» **Text passage**
====================

It’s been a month and a half since I lost my job. In that time, I’ve sent out scores of resumes, done easily a ton of laundry, reconnected with some old friends I hadn’t seen in an age and I’ve been writing.

That’s the exciting part. Writing.
I hear myself say it like a grand announcement. Like other people say, “I’m getting married!” or “I just won the lottery!” I say, “I’m writing!”
Some people take it as just that, the announcement they’ve been waiting for years for me to shout out. Others, mostly those who haven’t known me for decades or don’t know me as well, don’t seem to get the importance of this statement.
“I have something to tell you.”
“What is it? Are you getting married?”
“No.”
“Are you pregnant?”
“Still no.”
“Ahh. You’re a lesbian!”
“Wrong again. I’m writing.”
“Oh.”
I completed the short story for the competition and, once it was accepted by those folks, posted it on Smashwords. I’m working on another short and, when that’s done, I’ll work on a follow-up to the first one since the people who’ve already bought it are asking about what happens next.
The novel is still on my plate. It seems to have taken on a life of its own and I’m just along for the ride. The main characters seem to be doing things I didn’t anticipate so that’s turning into a bit of an adventure. It might be a series of novellas so heads up for those.
I’m writing.

====================

» **Provided material**
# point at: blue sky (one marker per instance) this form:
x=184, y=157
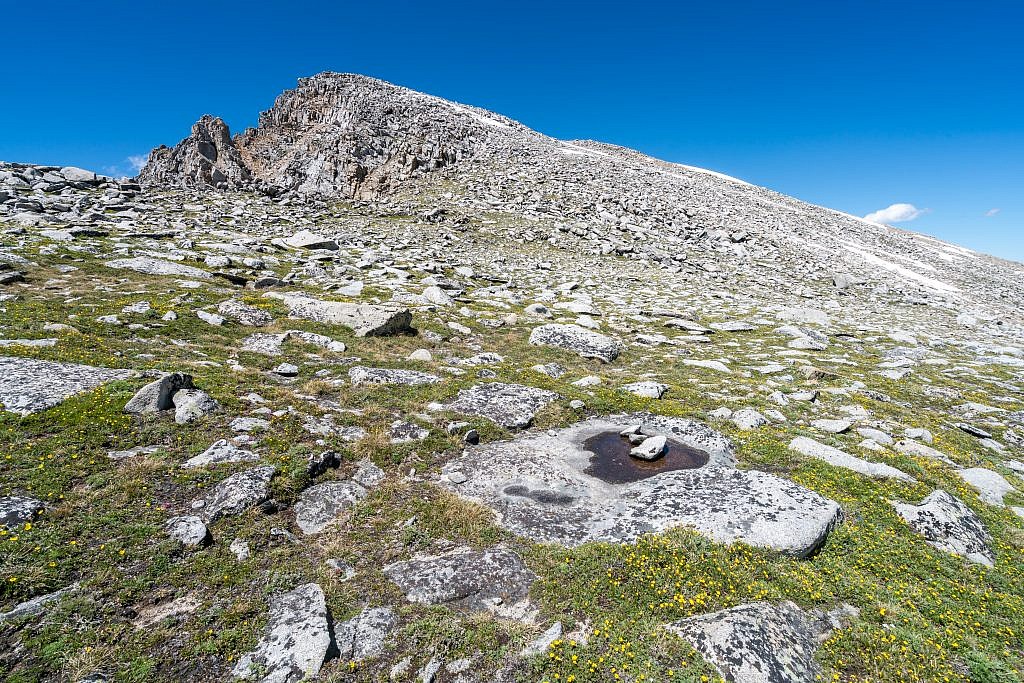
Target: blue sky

====================

» **Activity 1**
In the passage about writing after a job loss, where was the short story posted after the competition accepted it?
» **Activity 2**
List everything the passage about writing after a job loss says was done in the month and a half since the job was lost.
» **Activity 3**
Proceed with the passage about writing after a job loss, picking up after its final line.
The listing above is separate material and has no connection to the passage about writing after a job loss.

» **Expected answer 1**
On Smashwords.

» **Expected answer 2**
- Sent out scores of resumes
- Done easily a ton of laundry
- Reconnected with some old friends not seen in an age
- Been writing

» **Expected answer 3**
The blank page is every writer’s greatest adversary. We complain about not having a place to write, or time, or peace and quiet so we can think. We use these things as excuses not to write. “Oh, I’ve got tons of errands to run, dirty dishes in the sink, we’re almost out of dog food, the back yard needs to be raked….”
But, when it comes right down to it, we’re just scared of that blank page.
Here’s the next part none of us will admit: when we do actually manage to get the words on the page, we’re terrified that they’re not good enough. That you won’t read them. That the effort we put into getting them there in the right order won’t matter.
Lemme tell you, I’m reading a book right now that’s an okay book. Interesting premise, easy to read. Not great. Won about a gazillion awards. And, as amused and entertained as I am by said book, I can’t help but thinking, “I could TOTALLY have written that.”
So, I’m going to. Not that particular one, but another one. A better one.